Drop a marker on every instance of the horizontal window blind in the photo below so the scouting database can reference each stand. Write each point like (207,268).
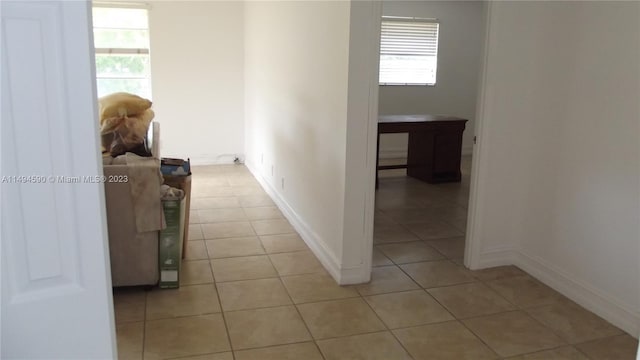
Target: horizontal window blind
(121,40)
(408,51)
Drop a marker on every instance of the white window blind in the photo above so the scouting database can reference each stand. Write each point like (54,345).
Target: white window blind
(408,51)
(121,38)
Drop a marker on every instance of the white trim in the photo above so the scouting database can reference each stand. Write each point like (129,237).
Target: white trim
(123,51)
(393,153)
(582,293)
(210,159)
(472,254)
(121,5)
(310,237)
(495,257)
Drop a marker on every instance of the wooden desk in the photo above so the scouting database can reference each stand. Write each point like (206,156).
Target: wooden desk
(435,145)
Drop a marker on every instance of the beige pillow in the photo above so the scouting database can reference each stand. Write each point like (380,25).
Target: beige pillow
(122,104)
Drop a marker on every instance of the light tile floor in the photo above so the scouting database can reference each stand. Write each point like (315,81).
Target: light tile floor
(251,289)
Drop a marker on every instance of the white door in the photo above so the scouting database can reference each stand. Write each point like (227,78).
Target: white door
(56,284)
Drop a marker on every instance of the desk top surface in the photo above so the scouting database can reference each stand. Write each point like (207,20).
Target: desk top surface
(416,118)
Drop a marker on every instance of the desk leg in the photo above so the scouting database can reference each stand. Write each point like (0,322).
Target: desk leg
(377,158)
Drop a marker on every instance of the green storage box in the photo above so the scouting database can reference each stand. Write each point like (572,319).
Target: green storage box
(170,243)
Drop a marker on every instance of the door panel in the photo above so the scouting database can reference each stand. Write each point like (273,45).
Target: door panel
(56,286)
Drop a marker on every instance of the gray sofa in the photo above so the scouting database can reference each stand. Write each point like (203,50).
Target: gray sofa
(134,253)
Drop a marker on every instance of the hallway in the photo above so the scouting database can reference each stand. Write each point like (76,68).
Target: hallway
(251,289)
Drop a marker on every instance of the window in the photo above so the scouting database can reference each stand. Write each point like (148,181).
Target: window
(121,38)
(408,51)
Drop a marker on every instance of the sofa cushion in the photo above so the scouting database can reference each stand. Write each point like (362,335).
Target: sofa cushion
(121,104)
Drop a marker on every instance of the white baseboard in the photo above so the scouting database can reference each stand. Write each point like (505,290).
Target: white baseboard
(310,237)
(582,293)
(494,257)
(395,153)
(590,298)
(210,159)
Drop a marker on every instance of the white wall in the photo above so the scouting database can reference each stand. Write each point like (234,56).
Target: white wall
(197,54)
(455,93)
(296,111)
(558,175)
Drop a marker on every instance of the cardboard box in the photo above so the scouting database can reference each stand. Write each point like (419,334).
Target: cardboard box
(170,243)
(175,167)
(183,183)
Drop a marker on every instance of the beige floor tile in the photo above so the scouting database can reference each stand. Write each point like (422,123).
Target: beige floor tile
(263,213)
(283,243)
(392,234)
(296,263)
(252,294)
(129,304)
(300,351)
(272,227)
(255,201)
(221,202)
(410,308)
(513,333)
(525,291)
(184,301)
(196,250)
(206,191)
(265,327)
(561,353)
(195,232)
(572,322)
(218,356)
(221,215)
(621,347)
(248,190)
(381,218)
(379,259)
(459,223)
(243,268)
(130,338)
(376,346)
(434,230)
(443,341)
(339,318)
(386,203)
(233,247)
(409,252)
(195,272)
(437,273)
(227,230)
(194,217)
(498,272)
(468,300)
(185,336)
(227,355)
(409,215)
(316,287)
(449,247)
(211,180)
(386,279)
(239,180)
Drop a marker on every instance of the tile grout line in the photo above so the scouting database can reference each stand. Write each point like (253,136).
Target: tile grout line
(295,306)
(224,318)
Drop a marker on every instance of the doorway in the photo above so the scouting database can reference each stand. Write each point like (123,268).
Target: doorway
(416,221)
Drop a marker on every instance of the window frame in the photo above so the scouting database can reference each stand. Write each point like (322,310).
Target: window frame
(416,52)
(125,51)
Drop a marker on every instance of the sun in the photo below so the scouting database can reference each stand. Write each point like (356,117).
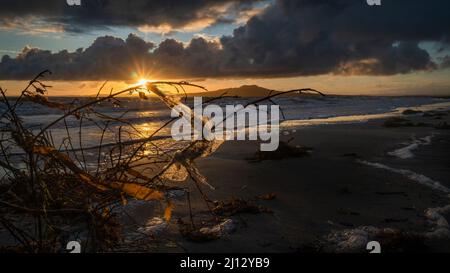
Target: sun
(143,81)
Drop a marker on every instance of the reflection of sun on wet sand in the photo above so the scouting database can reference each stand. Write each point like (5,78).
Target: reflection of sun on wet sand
(338,198)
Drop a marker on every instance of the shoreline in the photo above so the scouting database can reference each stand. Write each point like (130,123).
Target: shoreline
(324,195)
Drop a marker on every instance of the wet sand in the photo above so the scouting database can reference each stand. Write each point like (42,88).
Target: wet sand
(330,190)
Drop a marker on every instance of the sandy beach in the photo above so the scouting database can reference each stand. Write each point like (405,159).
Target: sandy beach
(357,175)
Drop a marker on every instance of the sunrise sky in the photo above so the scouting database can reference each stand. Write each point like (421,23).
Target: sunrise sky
(342,46)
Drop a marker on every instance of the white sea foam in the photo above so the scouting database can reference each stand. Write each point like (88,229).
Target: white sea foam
(407,151)
(419,178)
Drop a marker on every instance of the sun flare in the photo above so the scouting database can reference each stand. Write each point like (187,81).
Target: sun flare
(143,81)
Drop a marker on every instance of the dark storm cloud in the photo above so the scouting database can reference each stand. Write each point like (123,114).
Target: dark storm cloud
(290,38)
(105,13)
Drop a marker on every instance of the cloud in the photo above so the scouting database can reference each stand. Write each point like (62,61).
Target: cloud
(288,38)
(148,15)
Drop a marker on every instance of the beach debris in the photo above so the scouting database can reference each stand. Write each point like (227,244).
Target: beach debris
(347,211)
(442,126)
(411,112)
(207,233)
(236,206)
(441,228)
(416,177)
(394,122)
(285,150)
(354,155)
(435,114)
(154,226)
(384,193)
(356,240)
(406,152)
(267,196)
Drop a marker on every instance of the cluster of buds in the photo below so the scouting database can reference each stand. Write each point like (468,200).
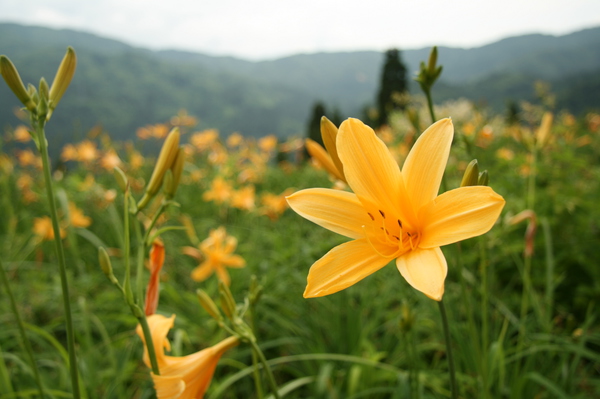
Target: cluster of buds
(168,169)
(233,322)
(429,73)
(41,102)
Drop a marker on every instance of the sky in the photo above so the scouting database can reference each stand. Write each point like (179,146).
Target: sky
(269,29)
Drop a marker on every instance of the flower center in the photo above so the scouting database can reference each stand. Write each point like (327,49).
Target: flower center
(385,230)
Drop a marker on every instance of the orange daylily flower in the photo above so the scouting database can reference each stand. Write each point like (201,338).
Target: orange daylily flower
(157,259)
(217,252)
(392,213)
(185,377)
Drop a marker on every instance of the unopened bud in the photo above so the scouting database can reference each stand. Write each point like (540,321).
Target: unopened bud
(106,265)
(175,173)
(165,159)
(209,305)
(121,179)
(471,176)
(63,77)
(484,179)
(13,80)
(227,302)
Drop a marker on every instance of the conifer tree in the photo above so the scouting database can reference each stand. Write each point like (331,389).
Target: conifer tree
(393,84)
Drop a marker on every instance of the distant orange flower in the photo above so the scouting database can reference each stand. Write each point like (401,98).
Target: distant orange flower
(185,377)
(203,140)
(267,143)
(217,252)
(22,134)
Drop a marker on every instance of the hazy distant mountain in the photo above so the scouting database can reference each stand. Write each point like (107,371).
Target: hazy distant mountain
(124,87)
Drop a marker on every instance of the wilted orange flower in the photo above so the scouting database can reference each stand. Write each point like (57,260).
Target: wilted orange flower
(393,214)
(22,134)
(77,218)
(243,198)
(217,252)
(220,191)
(42,227)
(267,143)
(203,140)
(185,377)
(110,160)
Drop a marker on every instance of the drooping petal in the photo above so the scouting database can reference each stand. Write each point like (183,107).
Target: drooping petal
(338,211)
(459,214)
(426,162)
(370,169)
(343,266)
(425,270)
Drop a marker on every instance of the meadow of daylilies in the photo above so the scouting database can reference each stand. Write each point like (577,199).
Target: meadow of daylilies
(193,246)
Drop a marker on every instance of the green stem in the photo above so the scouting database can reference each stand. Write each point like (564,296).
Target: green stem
(453,386)
(148,337)
(430,105)
(263,360)
(24,339)
(43,147)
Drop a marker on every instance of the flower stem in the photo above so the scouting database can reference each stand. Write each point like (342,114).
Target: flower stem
(60,253)
(263,360)
(430,105)
(453,386)
(25,340)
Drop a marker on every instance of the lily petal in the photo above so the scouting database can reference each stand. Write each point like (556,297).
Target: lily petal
(370,169)
(459,214)
(343,266)
(338,211)
(425,270)
(425,164)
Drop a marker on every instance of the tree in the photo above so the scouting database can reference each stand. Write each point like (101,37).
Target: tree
(393,85)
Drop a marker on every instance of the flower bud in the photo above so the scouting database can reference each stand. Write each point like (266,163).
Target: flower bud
(164,162)
(63,77)
(13,80)
(471,174)
(484,179)
(209,305)
(121,179)
(176,171)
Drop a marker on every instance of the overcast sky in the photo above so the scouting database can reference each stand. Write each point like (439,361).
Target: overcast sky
(266,29)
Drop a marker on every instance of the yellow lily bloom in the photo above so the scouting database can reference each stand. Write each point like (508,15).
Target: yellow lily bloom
(392,213)
(185,377)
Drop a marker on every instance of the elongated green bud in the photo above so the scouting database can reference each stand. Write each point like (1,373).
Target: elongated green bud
(164,162)
(106,265)
(227,302)
(484,179)
(13,81)
(176,171)
(121,179)
(209,305)
(471,174)
(63,77)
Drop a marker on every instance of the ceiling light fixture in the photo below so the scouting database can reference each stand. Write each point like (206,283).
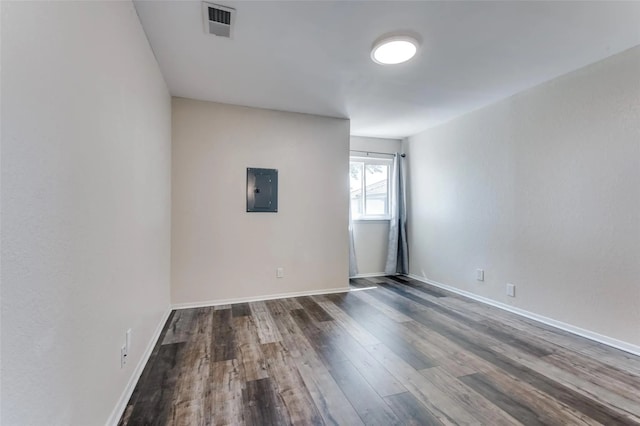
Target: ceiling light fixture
(394,50)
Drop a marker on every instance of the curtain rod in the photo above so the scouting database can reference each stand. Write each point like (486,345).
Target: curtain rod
(379,153)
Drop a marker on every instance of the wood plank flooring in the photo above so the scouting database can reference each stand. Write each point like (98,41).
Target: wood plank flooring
(401,353)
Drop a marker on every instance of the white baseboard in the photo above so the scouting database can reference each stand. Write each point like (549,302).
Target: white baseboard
(257,298)
(369,275)
(600,338)
(117,412)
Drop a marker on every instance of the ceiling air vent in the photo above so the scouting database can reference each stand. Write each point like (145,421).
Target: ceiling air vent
(217,19)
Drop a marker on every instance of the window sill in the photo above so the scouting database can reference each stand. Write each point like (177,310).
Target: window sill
(372,220)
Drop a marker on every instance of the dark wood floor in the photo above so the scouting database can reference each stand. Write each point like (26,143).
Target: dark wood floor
(402,353)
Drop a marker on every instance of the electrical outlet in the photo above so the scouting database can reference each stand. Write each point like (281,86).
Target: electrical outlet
(127,343)
(123,356)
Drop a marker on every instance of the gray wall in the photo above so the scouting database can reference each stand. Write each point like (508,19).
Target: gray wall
(540,190)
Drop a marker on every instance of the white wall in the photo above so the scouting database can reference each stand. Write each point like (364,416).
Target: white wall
(219,251)
(371,236)
(541,190)
(85,207)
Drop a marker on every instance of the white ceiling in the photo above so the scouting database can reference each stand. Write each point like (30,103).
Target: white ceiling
(314,56)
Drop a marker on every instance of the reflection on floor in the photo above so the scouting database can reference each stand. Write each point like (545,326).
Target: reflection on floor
(400,353)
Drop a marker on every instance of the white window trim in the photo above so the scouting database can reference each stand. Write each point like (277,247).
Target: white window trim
(371,159)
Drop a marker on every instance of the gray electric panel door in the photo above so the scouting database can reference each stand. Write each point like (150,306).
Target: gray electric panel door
(262,190)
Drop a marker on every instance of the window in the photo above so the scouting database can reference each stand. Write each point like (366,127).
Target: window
(369,185)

◇ ◇ ◇ ◇

• [BRIEF] Reproduce word for word the material above, starting with the line that has "Target: sofa cushion" and stopping after the line that has "Drop a marker on every instance of the beige floor".

• [SOLUTION TO THE EXERCISE]
Target: sofa cushion
(121,104)
Drop a marker on every instance of the white baseboard in the photo above so the scouting database can reference each stand. Write each point like (505,290).
Target: white baseboard
(310,237)
(582,293)
(494,257)
(395,153)
(590,298)
(210,159)
Drop a marker on every instance of the white wall in the photo above so the scouting database can reference each stand. Write each point like (234,56).
Target: white wall
(197,54)
(455,93)
(296,111)
(558,175)
Drop a marker on every instance of the cardboard box in the photo above so the scouting database can reference each stand. Write each point like (419,334).
Target: cardboard box
(170,243)
(175,167)
(183,183)
Drop a marker on every instance of the beige floor tile in the photo above so the scouting database can reference each stand. Write each point like (422,123).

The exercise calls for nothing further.